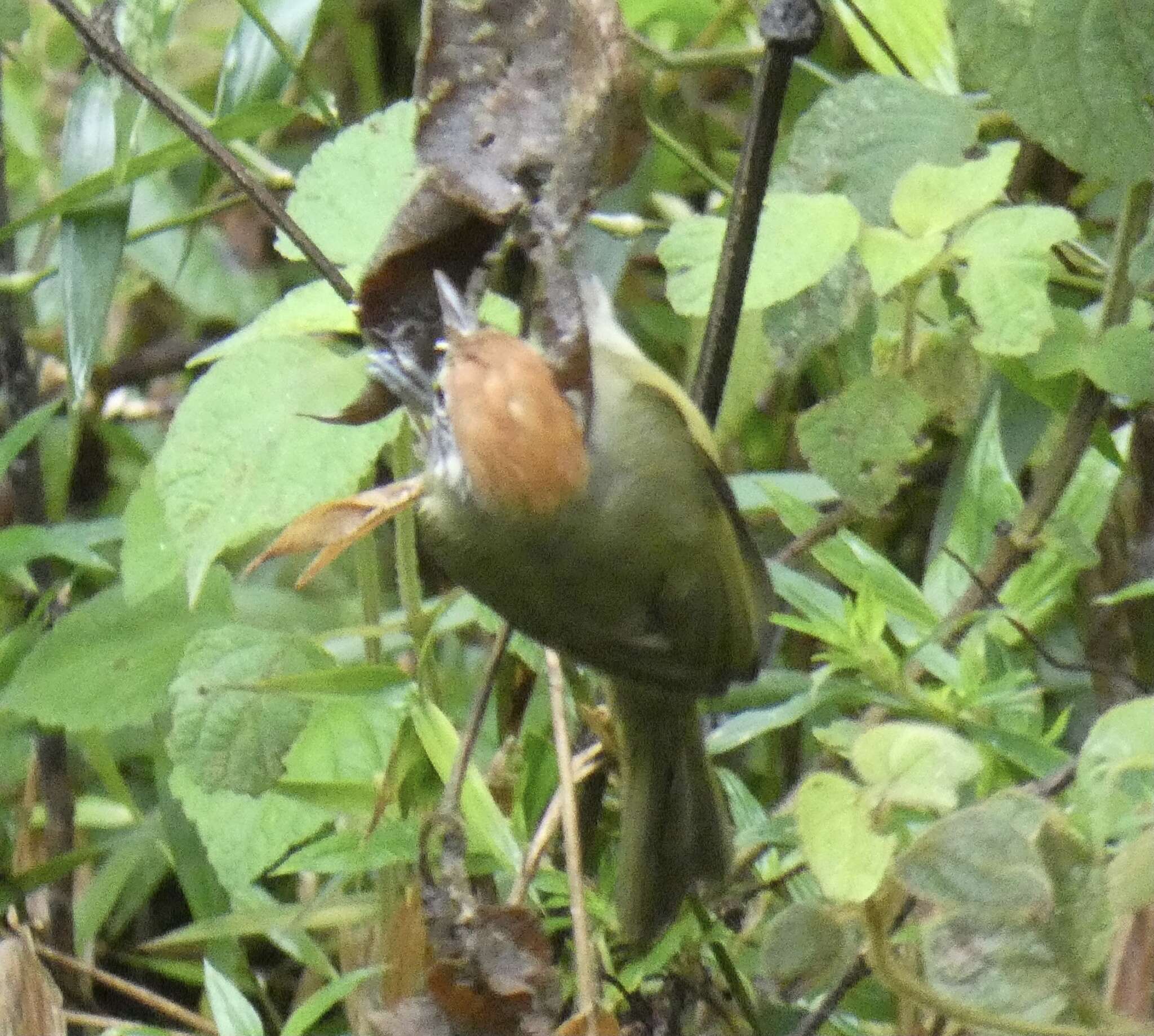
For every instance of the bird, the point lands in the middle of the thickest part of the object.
(612, 536)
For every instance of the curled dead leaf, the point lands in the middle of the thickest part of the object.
(332, 527)
(30, 1002)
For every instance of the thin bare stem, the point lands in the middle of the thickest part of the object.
(450, 801)
(162, 1005)
(585, 764)
(104, 47)
(584, 962)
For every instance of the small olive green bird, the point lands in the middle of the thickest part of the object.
(619, 544)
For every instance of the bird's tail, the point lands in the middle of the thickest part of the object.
(674, 830)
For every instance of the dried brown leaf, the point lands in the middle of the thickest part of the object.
(335, 526)
(29, 999)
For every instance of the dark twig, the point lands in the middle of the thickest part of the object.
(104, 47)
(1014, 548)
(1028, 636)
(17, 379)
(791, 28)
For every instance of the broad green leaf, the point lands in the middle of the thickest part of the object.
(231, 1012)
(244, 835)
(917, 32)
(1122, 363)
(1061, 351)
(91, 243)
(313, 308)
(859, 139)
(1075, 74)
(1002, 966)
(241, 460)
(800, 238)
(1006, 275)
(487, 826)
(314, 1007)
(919, 765)
(861, 439)
(890, 256)
(352, 187)
(982, 859)
(25, 430)
(806, 948)
(1115, 784)
(225, 735)
(837, 835)
(14, 20)
(176, 152)
(1010, 304)
(105, 665)
(252, 69)
(989, 495)
(348, 741)
(1017, 230)
(149, 559)
(931, 199)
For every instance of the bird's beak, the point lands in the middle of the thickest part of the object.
(456, 317)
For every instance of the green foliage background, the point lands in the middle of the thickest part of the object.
(943, 277)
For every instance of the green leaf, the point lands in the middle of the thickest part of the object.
(313, 308)
(837, 835)
(982, 859)
(861, 439)
(1133, 592)
(351, 189)
(227, 736)
(1075, 74)
(25, 430)
(14, 20)
(244, 835)
(1017, 231)
(1115, 780)
(1002, 966)
(1130, 877)
(859, 139)
(800, 238)
(1122, 363)
(105, 665)
(251, 68)
(149, 559)
(91, 243)
(890, 256)
(316, 1006)
(917, 32)
(197, 264)
(989, 496)
(930, 199)
(919, 765)
(393, 840)
(806, 948)
(252, 122)
(241, 459)
(231, 1012)
(487, 826)
(1010, 304)
(743, 727)
(23, 544)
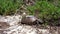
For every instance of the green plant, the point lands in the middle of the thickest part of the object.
(9, 6)
(48, 12)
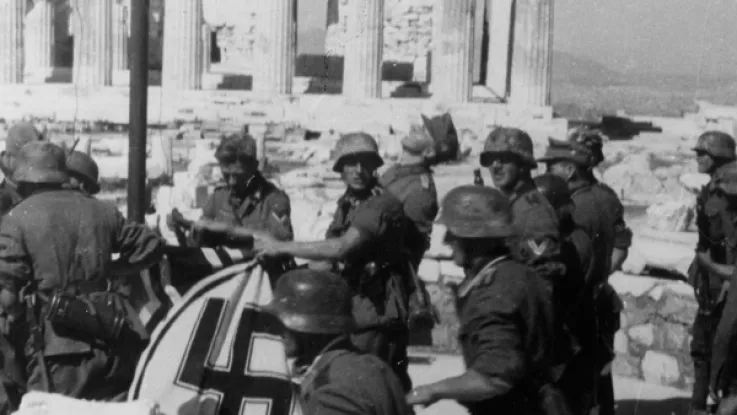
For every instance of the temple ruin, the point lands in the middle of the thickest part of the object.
(446, 46)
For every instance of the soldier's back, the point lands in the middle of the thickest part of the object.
(347, 382)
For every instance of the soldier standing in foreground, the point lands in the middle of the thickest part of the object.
(55, 259)
(84, 175)
(365, 243)
(572, 300)
(599, 213)
(504, 333)
(723, 377)
(18, 135)
(411, 181)
(713, 150)
(246, 199)
(334, 377)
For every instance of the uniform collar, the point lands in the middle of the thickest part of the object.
(478, 274)
(302, 372)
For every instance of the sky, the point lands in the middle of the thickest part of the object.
(661, 36)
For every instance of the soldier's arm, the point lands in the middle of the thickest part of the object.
(498, 364)
(279, 220)
(367, 224)
(421, 207)
(139, 246)
(15, 270)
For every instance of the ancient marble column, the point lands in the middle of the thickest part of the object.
(275, 47)
(39, 37)
(532, 55)
(364, 49)
(206, 47)
(500, 36)
(11, 41)
(93, 42)
(452, 55)
(182, 60)
(120, 35)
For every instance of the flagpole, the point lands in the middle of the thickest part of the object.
(138, 58)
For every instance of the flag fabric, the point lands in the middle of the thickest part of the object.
(186, 370)
(181, 268)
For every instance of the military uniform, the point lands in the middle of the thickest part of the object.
(63, 240)
(263, 208)
(344, 381)
(380, 305)
(414, 186)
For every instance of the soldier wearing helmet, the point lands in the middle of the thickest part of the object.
(365, 243)
(574, 306)
(505, 331)
(508, 156)
(599, 212)
(56, 257)
(411, 181)
(315, 311)
(18, 135)
(84, 174)
(246, 199)
(715, 152)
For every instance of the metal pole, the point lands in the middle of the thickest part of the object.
(138, 104)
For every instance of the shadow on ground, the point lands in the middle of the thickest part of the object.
(672, 406)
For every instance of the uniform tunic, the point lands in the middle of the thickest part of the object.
(414, 186)
(505, 334)
(264, 207)
(59, 239)
(380, 305)
(344, 381)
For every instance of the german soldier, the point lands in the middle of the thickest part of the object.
(18, 135)
(246, 199)
(571, 298)
(713, 150)
(334, 377)
(411, 181)
(508, 153)
(56, 254)
(599, 212)
(504, 333)
(84, 174)
(365, 244)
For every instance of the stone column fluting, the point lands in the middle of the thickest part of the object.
(39, 37)
(12, 13)
(93, 40)
(532, 54)
(364, 49)
(453, 50)
(500, 38)
(182, 60)
(275, 47)
(206, 47)
(120, 35)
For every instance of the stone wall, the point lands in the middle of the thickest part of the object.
(407, 32)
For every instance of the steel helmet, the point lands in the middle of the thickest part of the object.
(477, 212)
(84, 168)
(311, 301)
(716, 144)
(508, 140)
(41, 162)
(555, 189)
(358, 143)
(725, 178)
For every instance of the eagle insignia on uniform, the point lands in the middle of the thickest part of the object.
(538, 249)
(425, 181)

### [WHAT YOU WILL DO]
Skipping the pictures, transcribe each line above exactly as it appears.

### [EXERCISE RESPONSE]
For every instance of the bird, the point lands in the middle of the thickest part of the object.
(612, 536)
For every instance of the curled dead leaf, the point lands in the middle of the thickest part of the object.
(332, 527)
(30, 1002)
For every instance of the thin bare stem, the point lands in the middle of the thickest part of the object.
(450, 801)
(162, 1005)
(585, 764)
(104, 47)
(584, 962)
For every instance of the small olive green bird, the point lands in the middle of the thickest part of the object.
(619, 544)
For every instance of the bird's tail, the point lands in the middle of the thickest part of the object.
(674, 830)
For every instance of the dried brown leaf, the point lands in the middle of the thickest part of the object.
(335, 526)
(29, 999)
For every instance of the dark twig, the point lands in the middle of the thickest part of the object.
(104, 47)
(1014, 548)
(1028, 636)
(17, 379)
(791, 28)
For every instance of the broad green leaf, the point lands in the middle of the thickest part of the object.
(231, 1012)
(244, 835)
(917, 32)
(1122, 363)
(1061, 351)
(91, 243)
(313, 308)
(859, 139)
(1075, 74)
(1002, 966)
(241, 460)
(800, 238)
(1006, 275)
(487, 826)
(314, 1007)
(919, 765)
(861, 439)
(890, 256)
(352, 187)
(982, 859)
(25, 430)
(806, 948)
(1115, 784)
(225, 735)
(837, 835)
(14, 20)
(176, 152)
(1010, 304)
(105, 665)
(252, 69)
(989, 495)
(348, 741)
(1017, 230)
(149, 559)
(931, 199)
For every instance of the bird's beak, the point lands in the middle of the thickest part of the object.
(456, 317)
For every instance of the green foliage background, the point lands in the middle of the thickest part of the object.
(943, 277)
For every instance of the green leaf, the point lands in the middle of the thickest part of the object.
(313, 308)
(837, 835)
(982, 859)
(861, 439)
(1133, 592)
(351, 189)
(227, 736)
(1075, 74)
(25, 430)
(14, 20)
(244, 835)
(1017, 231)
(1115, 780)
(1002, 966)
(1130, 877)
(859, 139)
(800, 238)
(1122, 363)
(105, 665)
(251, 68)
(149, 559)
(91, 243)
(890, 256)
(316, 1006)
(917, 32)
(197, 264)
(989, 496)
(930, 199)
(919, 765)
(393, 840)
(806, 948)
(252, 122)
(241, 459)
(231, 1012)
(487, 826)
(1010, 304)
(743, 727)
(23, 544)
For every instance of the green plant, the point lands in the middle of the thickest part of the object.
(9, 6)
(48, 12)
For every instance of the temple ruin, the point lands in the middle of the thickest part of the object.
(446, 46)
For every instance of the soldier's back, the point lands in the middle of the thickest part of the object.
(347, 382)
For every instance of the soldier standing in foreground, the point lands in the middle of the thickest part of the object.
(55, 259)
(84, 175)
(365, 243)
(572, 300)
(599, 213)
(504, 333)
(723, 377)
(18, 135)
(411, 181)
(713, 150)
(246, 199)
(334, 377)
For every instance of the uniform collar, the point lands in the middle of the thickest part of the object.
(478, 274)
(302, 372)
For every instance of the sky, the point lands in the middle of the thickest part of the object.
(661, 36)
For every instance of the soldier's arm, the point lands in the middle of the thickest part of the object.
(498, 364)
(279, 220)
(367, 224)
(421, 207)
(139, 246)
(15, 270)
For every instance of the ancient marble column, the point lands in the middle of the thickest part of the object.
(275, 47)
(39, 37)
(532, 55)
(364, 49)
(206, 47)
(500, 36)
(11, 41)
(93, 42)
(452, 55)
(182, 60)
(120, 35)
For every instance of the flagpole, the point lands in the middle of the thickest part of the object.
(138, 58)
For every instance of the flag fabric, the point lands in the middle of the thickest part of the object.
(186, 370)
(181, 268)
For every instance of the military uniform, the point lands in the middle of the thickest part of the object.
(63, 240)
(263, 208)
(344, 381)
(380, 305)
(414, 186)
For every instance of the soldier wearing helmet, the point lands in the middle of the thickest part of the object.
(365, 243)
(574, 306)
(505, 331)
(508, 156)
(599, 212)
(56, 257)
(411, 181)
(315, 311)
(18, 135)
(84, 174)
(246, 199)
(715, 152)
For every instance of the metal pole, the point lands in the middle of the thickest part of the object.
(138, 104)
For every instance of the shadow on ground, the point lands in the middle of the thickest part of the object.
(672, 406)
For every instance of the uniform tunic, the point lands in the middle of the thickest part of the object.
(414, 186)
(505, 334)
(264, 207)
(59, 239)
(380, 305)
(344, 381)
For every instance of the german soldier, the point lands in the middle of the thickest part of the object.
(18, 135)
(246, 199)
(571, 298)
(713, 150)
(334, 377)
(411, 181)
(508, 153)
(56, 254)
(599, 212)
(504, 333)
(84, 174)
(365, 244)
For every instance of the stone column fluting, the point lands in the middle of the thickest part of the object.
(39, 37)
(12, 13)
(93, 40)
(532, 54)
(364, 49)
(453, 50)
(500, 38)
(182, 60)
(275, 47)
(206, 47)
(120, 35)
For every instance of the stone wall, the point lands in the middle of the thickest part of the object.
(407, 32)
For every instance of the steel helmet, the point lands in the middle of the thickest part of the object.
(477, 212)
(84, 168)
(311, 301)
(716, 144)
(508, 140)
(41, 162)
(555, 189)
(358, 143)
(725, 178)
For every instance of the eagle insignia on uniform, the point lands in the middle of the thickest part of the object.
(538, 249)
(425, 181)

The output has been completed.